## Text passage:
+++++

Here, the lid is lifted on who they are and why they are significant to the development of digital currencies.

Can you name the twins?

You probably don’t have their names on the tip of your tongue, but the Winklevoss twins are Cameron and Tyler.

They were born in the USA in August 1981, making them 37 years old at the time of writing.

What’s their claim to fame?

They went to university at Harvard with Facebook founder Mark Zuckerberg. They claim they developed software called ConnectU which he ‘appropriated’ as the basis of Facebook.

ConnectU was a social networking site.

In 2004, they sued Zuckerberg for stealing their idea and won $65 million in compensation.

In 2008, they represented the USA as rowers in the Beijing Olympics.

What’s the Winklevoss link with bitcoin?

The twins have been involved in one way or another with several bitcoin start-ups.

In 2013, they seeded payment processor Bitinstant with $1.5 million, but within a year, the CEO Charlie Shrem was arrested and charged with money laundering relating to the FBI’s Silk Road criminal investigation.

Bitinstant closed after Shrem’s arrest amid thousands of complaints about the service and lost cash. The Winklevoss twins were not involved in Shrem’s criminal activities.

They also run a bitcoin price tracker, Winkdex and an exchange in New York, Gemini.

To avoid controversy, the twins have hired the firm that operates security for the NASDAQ stock exchange to root out bad actors on Gemini.

+++++

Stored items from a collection
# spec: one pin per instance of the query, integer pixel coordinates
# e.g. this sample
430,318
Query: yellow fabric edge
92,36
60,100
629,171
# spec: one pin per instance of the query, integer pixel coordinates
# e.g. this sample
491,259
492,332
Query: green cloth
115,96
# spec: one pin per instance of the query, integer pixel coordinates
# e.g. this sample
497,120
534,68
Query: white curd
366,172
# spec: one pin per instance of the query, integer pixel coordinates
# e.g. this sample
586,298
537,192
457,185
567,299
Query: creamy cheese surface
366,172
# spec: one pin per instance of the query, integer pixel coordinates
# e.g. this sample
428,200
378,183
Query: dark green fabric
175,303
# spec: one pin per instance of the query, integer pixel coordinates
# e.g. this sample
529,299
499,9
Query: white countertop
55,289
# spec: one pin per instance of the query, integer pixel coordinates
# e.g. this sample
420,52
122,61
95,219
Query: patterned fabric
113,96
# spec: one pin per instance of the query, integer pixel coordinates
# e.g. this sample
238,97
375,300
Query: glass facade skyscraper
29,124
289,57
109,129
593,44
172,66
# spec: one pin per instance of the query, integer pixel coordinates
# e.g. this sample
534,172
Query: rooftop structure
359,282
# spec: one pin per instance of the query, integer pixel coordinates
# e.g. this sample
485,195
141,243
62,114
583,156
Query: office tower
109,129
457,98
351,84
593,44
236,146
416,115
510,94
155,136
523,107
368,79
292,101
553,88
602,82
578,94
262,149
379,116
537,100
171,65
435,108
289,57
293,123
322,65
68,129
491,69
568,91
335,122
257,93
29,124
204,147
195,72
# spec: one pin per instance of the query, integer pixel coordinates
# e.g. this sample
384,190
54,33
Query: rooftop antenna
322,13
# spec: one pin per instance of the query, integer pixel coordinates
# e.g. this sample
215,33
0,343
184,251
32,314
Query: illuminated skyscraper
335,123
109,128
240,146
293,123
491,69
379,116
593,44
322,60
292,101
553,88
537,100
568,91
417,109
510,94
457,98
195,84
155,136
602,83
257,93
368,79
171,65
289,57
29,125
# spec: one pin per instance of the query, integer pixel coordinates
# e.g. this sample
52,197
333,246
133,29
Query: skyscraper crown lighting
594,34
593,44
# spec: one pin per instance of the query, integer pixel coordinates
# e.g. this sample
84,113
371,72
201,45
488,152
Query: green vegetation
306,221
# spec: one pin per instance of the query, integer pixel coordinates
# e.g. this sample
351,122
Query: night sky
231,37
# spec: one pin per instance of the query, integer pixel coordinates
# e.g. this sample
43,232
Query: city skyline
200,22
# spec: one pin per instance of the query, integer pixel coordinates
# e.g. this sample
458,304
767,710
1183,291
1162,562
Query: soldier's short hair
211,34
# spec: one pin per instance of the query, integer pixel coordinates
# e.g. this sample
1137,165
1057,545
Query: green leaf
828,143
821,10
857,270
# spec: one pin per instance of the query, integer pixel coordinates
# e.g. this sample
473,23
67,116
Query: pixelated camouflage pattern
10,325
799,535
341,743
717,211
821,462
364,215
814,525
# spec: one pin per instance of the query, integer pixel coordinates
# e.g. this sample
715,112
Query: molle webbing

+++++

## Task set:
A: According to the text about the Winklevoss twins, why did the twins hire the firm that runs security for the NASDAQ stock exchange? Answer in one to three sentences.
B: How much compensation did the Winklevoss twins win when they sued Mark Zuckerberg, according to the text about them?
You won't need the records for any of this.

## Responses to the tasks:
A: They hired it to avoid controversy. The firm's job is to root out bad actors on Gemini, their exchange in New York.

B: $65 million.